**Task A:** Reproduce the passage of the forum discussion about links that change state, from "I agree that" up to and including "a polished product.)".
**Task B:** Continue the forum discussion about links that change state, starting right after its last sentence.

**Page extract:**
The thought process should have been as straightforward as, "I want this link
to modify state, so I'll use <a method='post'>".

I agree that using JS is probably okay for most tasks these days, but 1) a lot
of web platforms were written at a time before JS was widespread, and 2) just
throwing together some HTML is a lot easier than adding javascript to every
link. (If you don't think that speed/ease of programming matters; you'd be
surprised to learn how many internal tools various places use were just thrown
together and isn't a polished product.)

------
1337shadow
One day I got a similar call from an old customer I had not heard about for 6
months or so "Please help, my customer website has been hacked ! All content
has been deleted !". A simple grep delete on the Apache logs showed that a
User-Agent called GoogleBot visited all delete pages. Looking at these pages
source codes, the developers that coded their website had forgotten to check
authentication on a number of administration pages. And of course, the list
page showed links to delete each content item, that was intercepted by a
javascript callback doing a confirm(), which didn't matter for GoogleBot.

**Material provided:**

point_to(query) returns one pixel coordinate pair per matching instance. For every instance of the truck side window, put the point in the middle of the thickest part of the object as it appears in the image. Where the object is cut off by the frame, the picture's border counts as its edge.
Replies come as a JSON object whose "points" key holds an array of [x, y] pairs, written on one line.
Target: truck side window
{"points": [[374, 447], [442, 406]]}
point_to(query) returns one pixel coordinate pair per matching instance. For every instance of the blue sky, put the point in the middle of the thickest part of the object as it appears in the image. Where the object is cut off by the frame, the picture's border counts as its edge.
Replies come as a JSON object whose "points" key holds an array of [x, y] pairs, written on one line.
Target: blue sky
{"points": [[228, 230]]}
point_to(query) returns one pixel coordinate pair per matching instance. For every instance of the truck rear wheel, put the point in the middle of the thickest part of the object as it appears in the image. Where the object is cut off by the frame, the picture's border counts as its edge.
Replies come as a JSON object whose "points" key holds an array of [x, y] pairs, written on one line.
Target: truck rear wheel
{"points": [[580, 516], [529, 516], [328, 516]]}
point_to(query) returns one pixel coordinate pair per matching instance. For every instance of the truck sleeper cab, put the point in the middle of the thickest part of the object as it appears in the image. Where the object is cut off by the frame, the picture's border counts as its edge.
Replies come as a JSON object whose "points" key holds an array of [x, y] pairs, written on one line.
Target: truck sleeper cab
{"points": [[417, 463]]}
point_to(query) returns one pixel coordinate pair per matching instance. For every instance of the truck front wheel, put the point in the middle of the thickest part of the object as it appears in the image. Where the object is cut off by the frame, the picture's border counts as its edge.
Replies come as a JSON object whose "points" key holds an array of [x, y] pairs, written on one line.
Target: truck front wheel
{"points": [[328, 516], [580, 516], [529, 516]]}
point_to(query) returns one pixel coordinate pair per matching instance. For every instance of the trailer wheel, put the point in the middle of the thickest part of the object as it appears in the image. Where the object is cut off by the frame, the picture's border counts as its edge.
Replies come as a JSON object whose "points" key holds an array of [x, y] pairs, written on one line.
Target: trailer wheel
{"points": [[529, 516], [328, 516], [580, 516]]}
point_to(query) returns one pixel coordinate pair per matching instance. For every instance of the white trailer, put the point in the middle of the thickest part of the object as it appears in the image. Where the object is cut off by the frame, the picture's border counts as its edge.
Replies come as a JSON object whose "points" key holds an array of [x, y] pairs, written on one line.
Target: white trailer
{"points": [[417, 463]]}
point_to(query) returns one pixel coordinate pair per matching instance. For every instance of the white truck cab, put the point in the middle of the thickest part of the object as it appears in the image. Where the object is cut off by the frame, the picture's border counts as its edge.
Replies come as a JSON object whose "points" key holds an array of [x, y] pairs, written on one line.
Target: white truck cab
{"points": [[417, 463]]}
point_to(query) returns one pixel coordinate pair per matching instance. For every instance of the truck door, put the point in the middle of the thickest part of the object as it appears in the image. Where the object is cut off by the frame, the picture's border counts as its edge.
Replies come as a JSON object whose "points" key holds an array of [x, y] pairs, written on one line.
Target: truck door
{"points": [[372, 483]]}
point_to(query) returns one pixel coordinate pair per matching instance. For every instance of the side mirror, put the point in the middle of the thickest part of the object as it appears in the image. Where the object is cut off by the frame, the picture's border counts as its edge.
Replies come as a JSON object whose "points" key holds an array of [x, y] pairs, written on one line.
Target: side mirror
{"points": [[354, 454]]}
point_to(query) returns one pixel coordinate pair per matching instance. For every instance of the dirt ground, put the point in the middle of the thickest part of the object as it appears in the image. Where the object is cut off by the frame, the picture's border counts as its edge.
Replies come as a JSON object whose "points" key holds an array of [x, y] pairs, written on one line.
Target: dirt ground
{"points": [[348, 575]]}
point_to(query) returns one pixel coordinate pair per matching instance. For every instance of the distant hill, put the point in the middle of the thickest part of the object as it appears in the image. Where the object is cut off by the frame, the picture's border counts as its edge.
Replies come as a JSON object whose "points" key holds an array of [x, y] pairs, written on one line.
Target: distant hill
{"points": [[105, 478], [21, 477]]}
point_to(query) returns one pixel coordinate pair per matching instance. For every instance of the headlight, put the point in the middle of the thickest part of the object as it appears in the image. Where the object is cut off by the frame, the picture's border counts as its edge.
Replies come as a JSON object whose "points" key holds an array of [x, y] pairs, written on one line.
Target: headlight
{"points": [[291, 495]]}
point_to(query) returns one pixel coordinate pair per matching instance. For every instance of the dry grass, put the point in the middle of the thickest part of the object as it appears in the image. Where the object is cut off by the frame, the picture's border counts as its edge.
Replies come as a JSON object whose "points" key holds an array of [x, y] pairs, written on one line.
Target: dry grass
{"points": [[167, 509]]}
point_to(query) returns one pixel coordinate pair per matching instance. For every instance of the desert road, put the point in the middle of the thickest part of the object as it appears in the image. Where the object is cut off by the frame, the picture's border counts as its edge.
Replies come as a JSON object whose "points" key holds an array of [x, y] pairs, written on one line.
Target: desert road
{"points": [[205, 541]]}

**Task result A:**
I agree that using JS is probably okay for most tasks these days, but 1) a lot
of web platforms were written at a time before JS was widespread, and 2) just
throwing together some HTML is a lot easier than adding javascript to every
link. (If you don't think that speed/ease of programming matters; you'd be
surprised to learn how many internal tools various places use were just thrown
together and isn't a polished product.)

**Task result B:**
------
inflatableDodo
Reminds me of something that happened to a mate. He created a database for a
project and while it was still in testing he generated a very long random
number and made it into a URL to reset everything. It was not linked to from
anywhere and he sent it once to the client over a Skype message. He gets a
call from the client a few days later to ask if there is a problem as the
database had emptied itself. He finds one visit to the page in his logs. From
an IP located in Redmond. He reckons they were scanning URLs from Skype and
using them to help populate Bing.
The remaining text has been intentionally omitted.